[START]

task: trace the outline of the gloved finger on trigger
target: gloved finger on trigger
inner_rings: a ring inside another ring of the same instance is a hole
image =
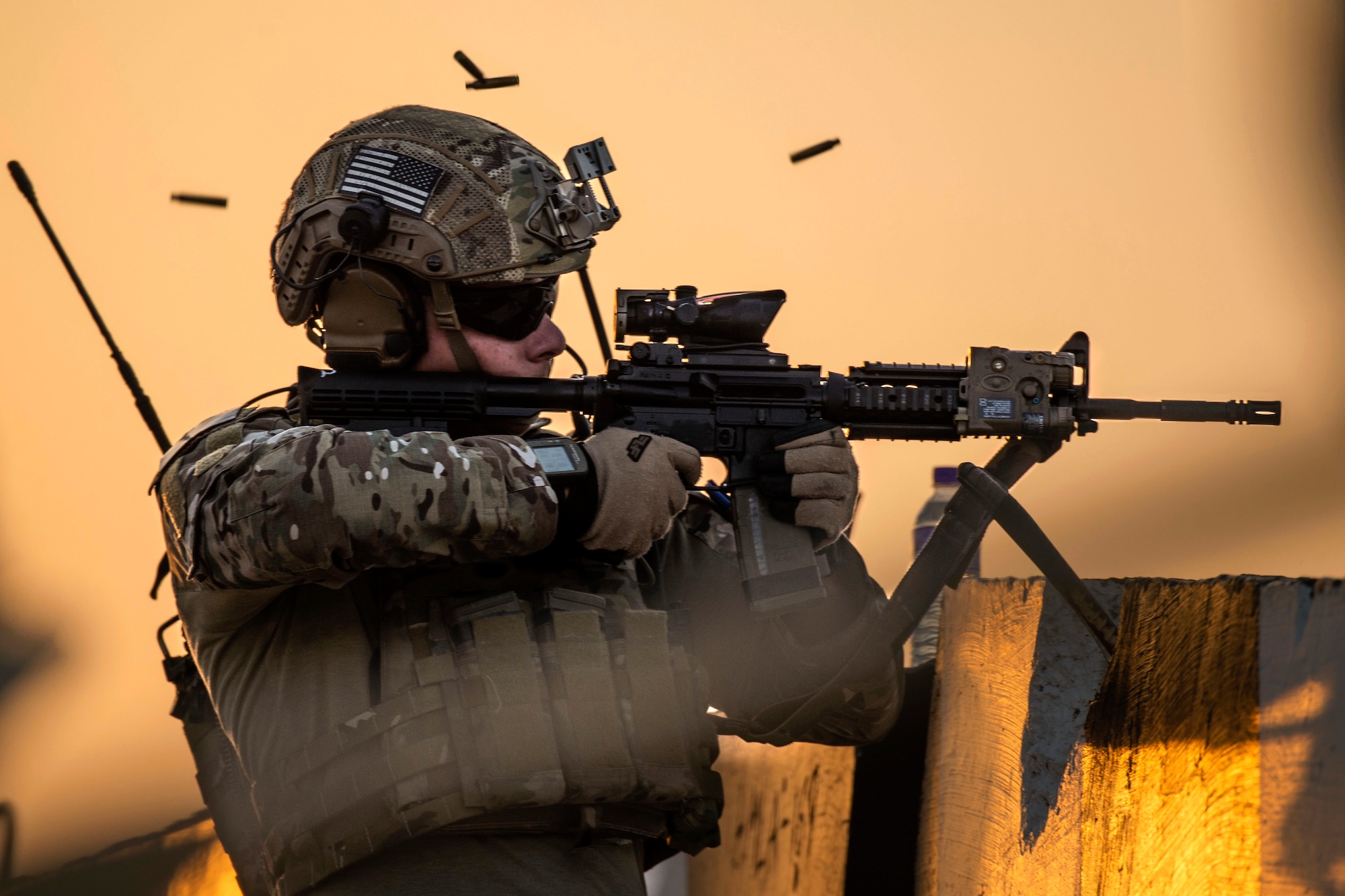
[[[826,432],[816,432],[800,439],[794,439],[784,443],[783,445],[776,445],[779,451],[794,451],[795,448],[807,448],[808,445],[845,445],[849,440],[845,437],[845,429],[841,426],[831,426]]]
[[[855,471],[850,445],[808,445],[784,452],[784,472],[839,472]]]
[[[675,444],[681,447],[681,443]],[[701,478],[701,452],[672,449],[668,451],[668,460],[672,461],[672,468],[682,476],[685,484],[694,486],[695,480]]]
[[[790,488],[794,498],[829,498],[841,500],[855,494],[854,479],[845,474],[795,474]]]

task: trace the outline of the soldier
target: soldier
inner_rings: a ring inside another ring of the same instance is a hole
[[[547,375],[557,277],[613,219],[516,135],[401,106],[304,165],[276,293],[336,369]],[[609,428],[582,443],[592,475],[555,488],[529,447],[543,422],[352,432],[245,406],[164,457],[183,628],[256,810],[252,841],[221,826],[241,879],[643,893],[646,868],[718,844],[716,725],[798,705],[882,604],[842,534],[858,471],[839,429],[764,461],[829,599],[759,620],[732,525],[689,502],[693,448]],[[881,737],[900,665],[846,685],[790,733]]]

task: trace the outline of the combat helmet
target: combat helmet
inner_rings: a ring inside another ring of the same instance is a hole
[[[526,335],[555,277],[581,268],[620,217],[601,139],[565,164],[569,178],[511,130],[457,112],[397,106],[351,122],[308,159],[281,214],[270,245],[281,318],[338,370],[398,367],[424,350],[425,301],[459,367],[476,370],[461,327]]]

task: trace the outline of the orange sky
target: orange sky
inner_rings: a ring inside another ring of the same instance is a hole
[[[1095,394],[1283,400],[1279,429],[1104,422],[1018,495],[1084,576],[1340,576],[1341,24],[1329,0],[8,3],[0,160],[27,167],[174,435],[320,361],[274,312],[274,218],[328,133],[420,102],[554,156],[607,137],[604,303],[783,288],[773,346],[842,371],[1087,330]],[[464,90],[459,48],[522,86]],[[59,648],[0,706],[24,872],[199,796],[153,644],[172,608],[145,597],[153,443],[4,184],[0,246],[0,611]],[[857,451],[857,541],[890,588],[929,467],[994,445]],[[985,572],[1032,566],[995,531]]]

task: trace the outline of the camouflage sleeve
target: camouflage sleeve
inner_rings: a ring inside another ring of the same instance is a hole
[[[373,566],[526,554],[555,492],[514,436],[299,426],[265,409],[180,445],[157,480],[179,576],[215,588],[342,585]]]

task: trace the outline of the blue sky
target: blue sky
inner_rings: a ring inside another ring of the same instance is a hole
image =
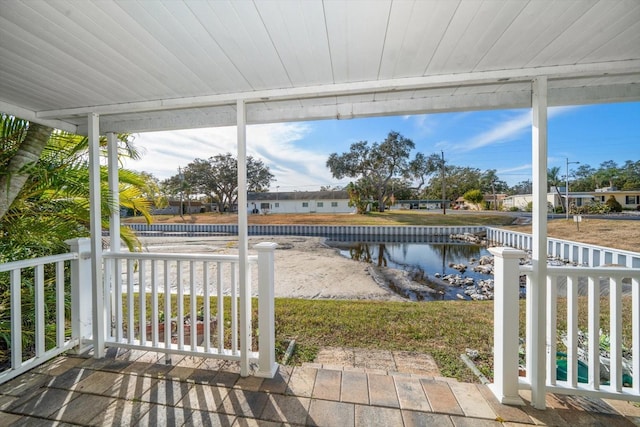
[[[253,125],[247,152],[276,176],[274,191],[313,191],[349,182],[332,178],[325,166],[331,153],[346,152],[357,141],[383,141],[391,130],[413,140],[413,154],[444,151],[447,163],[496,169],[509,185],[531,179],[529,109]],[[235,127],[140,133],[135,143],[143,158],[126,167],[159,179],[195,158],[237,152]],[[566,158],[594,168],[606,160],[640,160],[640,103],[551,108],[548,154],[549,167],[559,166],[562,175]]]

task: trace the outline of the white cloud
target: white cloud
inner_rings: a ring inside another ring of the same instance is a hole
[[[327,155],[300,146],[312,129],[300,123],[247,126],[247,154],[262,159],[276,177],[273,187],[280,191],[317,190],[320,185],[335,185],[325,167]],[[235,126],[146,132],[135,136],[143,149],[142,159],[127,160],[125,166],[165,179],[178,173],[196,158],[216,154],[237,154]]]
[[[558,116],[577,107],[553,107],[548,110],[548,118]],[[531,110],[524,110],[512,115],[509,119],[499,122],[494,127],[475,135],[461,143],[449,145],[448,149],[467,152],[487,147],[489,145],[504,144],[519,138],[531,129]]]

[END]
[START]

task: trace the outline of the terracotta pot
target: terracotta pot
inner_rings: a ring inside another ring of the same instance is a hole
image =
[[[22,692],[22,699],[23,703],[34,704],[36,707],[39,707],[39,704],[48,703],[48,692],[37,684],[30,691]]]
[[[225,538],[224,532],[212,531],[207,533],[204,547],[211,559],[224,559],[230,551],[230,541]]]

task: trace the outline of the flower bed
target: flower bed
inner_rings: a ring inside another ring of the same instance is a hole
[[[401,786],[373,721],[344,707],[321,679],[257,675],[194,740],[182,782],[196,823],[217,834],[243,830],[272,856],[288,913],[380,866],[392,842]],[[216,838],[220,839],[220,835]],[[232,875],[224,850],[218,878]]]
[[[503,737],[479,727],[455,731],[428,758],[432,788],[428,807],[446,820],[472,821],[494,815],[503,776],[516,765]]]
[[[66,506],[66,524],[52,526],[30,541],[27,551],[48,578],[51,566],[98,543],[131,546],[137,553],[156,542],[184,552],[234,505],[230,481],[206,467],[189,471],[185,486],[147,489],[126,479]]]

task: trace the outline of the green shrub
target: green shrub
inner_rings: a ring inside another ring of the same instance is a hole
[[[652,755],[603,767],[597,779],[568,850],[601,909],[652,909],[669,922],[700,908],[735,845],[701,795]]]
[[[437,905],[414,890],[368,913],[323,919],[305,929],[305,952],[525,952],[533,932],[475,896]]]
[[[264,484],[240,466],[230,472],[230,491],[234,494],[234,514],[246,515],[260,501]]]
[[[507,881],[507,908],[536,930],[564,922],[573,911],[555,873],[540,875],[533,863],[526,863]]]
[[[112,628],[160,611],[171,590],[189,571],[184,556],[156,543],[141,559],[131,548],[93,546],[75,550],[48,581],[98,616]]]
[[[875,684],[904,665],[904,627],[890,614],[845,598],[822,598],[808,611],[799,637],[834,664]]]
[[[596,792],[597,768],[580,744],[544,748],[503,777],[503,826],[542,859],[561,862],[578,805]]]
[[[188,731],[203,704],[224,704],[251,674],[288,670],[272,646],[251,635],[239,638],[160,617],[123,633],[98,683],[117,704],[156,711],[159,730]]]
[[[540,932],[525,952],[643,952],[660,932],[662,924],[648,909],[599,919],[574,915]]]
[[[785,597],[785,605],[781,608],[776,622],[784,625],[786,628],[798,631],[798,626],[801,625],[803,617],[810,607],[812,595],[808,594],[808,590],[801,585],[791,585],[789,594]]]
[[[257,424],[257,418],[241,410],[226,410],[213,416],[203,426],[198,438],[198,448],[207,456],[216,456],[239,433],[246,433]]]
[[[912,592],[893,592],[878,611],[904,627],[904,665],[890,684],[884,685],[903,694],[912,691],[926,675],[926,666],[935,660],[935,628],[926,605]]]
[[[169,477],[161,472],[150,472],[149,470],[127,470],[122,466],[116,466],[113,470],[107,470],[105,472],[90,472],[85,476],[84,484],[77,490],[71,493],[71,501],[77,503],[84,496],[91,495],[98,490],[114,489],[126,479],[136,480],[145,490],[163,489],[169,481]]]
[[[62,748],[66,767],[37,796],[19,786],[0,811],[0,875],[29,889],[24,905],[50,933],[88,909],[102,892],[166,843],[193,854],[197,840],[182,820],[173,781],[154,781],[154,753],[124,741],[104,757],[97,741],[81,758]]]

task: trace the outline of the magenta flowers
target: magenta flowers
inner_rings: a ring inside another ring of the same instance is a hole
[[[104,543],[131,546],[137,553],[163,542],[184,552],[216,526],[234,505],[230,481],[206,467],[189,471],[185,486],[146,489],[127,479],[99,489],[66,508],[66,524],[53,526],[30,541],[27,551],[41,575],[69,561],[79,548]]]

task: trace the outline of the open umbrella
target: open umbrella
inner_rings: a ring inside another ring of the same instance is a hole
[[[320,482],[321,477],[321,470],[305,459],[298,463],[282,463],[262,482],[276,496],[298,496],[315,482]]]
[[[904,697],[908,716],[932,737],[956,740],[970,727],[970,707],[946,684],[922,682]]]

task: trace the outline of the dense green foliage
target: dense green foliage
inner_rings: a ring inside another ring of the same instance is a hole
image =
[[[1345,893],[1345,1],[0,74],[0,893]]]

[END]
[START]

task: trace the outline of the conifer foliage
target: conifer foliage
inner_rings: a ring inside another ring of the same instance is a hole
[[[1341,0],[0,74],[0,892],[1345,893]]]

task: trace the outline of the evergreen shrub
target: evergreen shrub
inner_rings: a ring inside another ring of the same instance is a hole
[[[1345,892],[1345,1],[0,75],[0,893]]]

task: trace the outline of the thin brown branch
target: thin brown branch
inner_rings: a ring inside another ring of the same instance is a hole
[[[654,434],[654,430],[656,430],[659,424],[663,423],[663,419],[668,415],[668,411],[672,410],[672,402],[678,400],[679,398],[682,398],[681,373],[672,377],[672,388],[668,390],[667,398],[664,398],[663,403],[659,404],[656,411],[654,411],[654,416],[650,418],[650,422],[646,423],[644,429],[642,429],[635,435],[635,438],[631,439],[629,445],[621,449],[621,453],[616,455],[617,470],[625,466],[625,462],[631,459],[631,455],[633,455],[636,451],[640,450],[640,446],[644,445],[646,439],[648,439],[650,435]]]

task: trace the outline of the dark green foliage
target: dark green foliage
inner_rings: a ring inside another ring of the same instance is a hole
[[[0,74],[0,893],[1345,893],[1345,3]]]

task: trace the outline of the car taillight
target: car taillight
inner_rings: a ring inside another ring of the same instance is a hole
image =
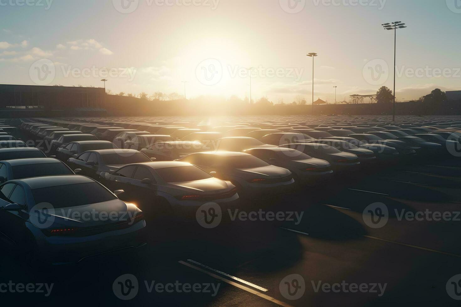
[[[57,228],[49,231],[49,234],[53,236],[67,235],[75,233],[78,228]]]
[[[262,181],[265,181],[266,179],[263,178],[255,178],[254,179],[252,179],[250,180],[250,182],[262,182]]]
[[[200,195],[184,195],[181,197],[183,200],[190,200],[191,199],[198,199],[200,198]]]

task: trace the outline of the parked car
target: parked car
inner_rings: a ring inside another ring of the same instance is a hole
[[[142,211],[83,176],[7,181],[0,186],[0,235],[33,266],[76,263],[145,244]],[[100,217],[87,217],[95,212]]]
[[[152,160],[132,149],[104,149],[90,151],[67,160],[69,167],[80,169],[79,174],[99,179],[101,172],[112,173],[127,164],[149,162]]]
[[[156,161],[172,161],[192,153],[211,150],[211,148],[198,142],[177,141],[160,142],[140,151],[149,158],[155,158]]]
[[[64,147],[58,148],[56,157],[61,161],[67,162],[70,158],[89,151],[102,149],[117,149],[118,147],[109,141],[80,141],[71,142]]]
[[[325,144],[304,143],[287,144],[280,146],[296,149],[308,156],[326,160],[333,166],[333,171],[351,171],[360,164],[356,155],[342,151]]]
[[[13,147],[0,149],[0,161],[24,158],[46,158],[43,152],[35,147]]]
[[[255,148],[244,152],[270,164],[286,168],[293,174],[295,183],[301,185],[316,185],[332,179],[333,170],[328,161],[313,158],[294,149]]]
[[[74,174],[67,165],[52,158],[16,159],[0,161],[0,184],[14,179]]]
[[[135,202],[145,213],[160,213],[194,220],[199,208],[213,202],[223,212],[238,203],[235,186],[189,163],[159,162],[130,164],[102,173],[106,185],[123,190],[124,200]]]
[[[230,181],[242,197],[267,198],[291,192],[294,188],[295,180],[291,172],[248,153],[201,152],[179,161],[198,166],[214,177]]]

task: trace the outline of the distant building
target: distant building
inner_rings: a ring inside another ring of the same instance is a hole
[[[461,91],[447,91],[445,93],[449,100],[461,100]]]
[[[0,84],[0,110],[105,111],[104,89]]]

[END]

Reproduce only the lines starting with the one containing "task: trace the outline of the conifer" and going on through the one containing "[[[1345,892],[1345,1],[0,75],[0,893]]]", adjusting every polygon coordinate by adding -149 and leaving all other text unchanged.

> _Reply to the task_
task: trace the outline of the conifer foliage
target: conifer foliage
inner_rings: a ring inside another ring of the same instance is a hole
[[[1192,-149],[-149,-75],[-149,743],[1196,744]]]

task: trace the outline of the evergreen shrub
target: evergreen shrub
inner_rings: a ring inside another ring of the same instance is a hole
[[[1196,743],[1196,-148],[-149,-74],[-149,744]]]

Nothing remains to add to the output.